** start Text provided **

Former White House staffer, author to speak in Strasburg
By Josette Keelor --firstname.lastname@example.org
Melinda Bates met Bill Clinton during her first week at Georgetown University freshman year.
"Hi, I'm Bill Clinton and I'm running for freshman president," she recently remembered him saying.
"He walked away, I knew he was going to be president one day," she said. "If you meet him, you know. And now of course he's become president of the world, and he's busier than he was as president."
As director of the White House Visitor's Office for all eight years of the Clinton administration, Bates made history by becoming the first director ever to last for an entire eight years.
Now, having made her home in Northern Baja, Mexico, and living temporarily in Woodstock, she continues to set more records. Preparing for a book signing and presentation Sunday at Shenandoah Valley Art Works in Strasburg, Bates recently sat for an interview on the patio of her home on the banks of the Shenandoah River to talk about her book, "White House Story: A Democratic Memoir," the first book written about the White House by someone who lived the story.
Currently fixing up an 1897 home off of Ridgeley Road in Woodstock, Bates spends much of her time these days traveling the Celebrity Cruises circuit, rotating among seven speeches she wrote to educate listeners about the White House. On Sunday she plans to speak on "They did what?: Surprising stories of families at the White House" and do a book signing.
She's also selling her CD, "A Walk Through the White House," which she said is the first recorded audio White House tour. That's because she recorded it herself -- from memory, at home in Mexico.
It actually wasn't that difficult, she said. -- "I did something that nobody else does." As a White House employee, she could not keep a journal off anything that went on at the White House, in case she or it were ever subpoenaed. So instead, every six months, she brought home pictures she had taken at events, and she filed them into photo albums.
After eight years on the job, she had 24 albums.
"So those are my reference materials when I want to write my book," she remembered thinking. Describing herself as a very visual person, she said she could look at a picture and just remember who the people in it were, and what the situation of their lives and jobs had been at the time.
White House tours were more common when she was there than they are today, she said, so those who cannot manage a tour can still get the effect from her CD.
When Clinton was in office, she said, "a million and a half people went through the White House in the first year," but, she added, the incoming Bush administration was not happy to hear about that, fearful of admitting so many people on a daily basis.
She remembered the practice under Clinton was "We want this to be the most open and accessible White House in history. And we did that," she said. "I was really proud of that."
"It's very rewarding to make history," she said. "That's kind of your goal at the White House, making history."
Asked about her favorite experience there, Bates recited a date -- July 4, 1995, when she was coordinating the admission of 14,000 people to listen to the president speak on the White House lawn before fireworks were to begin at dusk. The president was running late, Bates said, and she called up to the residence to remind him that the event would start at 9:10 p.m., whether or not he was there, and he was distracted but assured that he had not forgotten.
A few minutes later, the elevator from the residence opened downstairs, and the president exited and pulled Bates aside to look at a long strip of paper.
She remembered thinking, "I don't know what it is, I don't care what it is." It was the first photographs from the Mars lander, she said, and after showing her, the president walked outside to the waiting crowd and showed the photos to them.

** end Text provided **

_What you have to do:_ Please copy out the article about Melinda Bates word for word, from "Currently fixing up" to "a book signing.". Rely on the article about Melinda Bates alone.

** start Supplied entries **

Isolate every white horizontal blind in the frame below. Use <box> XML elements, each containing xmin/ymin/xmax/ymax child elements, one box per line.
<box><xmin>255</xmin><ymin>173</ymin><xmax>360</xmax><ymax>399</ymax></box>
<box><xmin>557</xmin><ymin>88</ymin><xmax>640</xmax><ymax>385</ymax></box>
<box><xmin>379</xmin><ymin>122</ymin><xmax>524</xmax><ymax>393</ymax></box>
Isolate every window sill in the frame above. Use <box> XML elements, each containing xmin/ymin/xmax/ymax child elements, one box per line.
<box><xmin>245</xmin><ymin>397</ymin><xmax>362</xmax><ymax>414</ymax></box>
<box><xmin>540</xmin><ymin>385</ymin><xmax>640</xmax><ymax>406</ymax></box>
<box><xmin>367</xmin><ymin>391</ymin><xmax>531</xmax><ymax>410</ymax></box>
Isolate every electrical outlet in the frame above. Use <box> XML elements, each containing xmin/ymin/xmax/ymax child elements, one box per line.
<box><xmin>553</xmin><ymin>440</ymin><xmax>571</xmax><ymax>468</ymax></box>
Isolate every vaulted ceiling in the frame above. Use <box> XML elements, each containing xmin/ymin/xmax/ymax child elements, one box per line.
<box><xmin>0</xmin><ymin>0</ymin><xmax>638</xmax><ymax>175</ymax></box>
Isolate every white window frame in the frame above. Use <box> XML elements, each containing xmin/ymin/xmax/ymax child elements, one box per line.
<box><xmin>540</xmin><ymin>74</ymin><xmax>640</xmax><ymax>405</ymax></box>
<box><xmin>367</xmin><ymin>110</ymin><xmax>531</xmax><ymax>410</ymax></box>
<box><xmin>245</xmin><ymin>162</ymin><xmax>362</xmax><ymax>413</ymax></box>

** end Supplied entries **

_Correct response:_
Currently fixing up an 1897 home off of Ridgeley Road in Woodstock, Bates spends much of her time these days traveling the Celebrity Cruises circuit, rotating among seven speeches she wrote to educate listeners about the White House. On Sunday she plans to speak on "They did what?: Surprising stories of families at the White House" and do a book signing.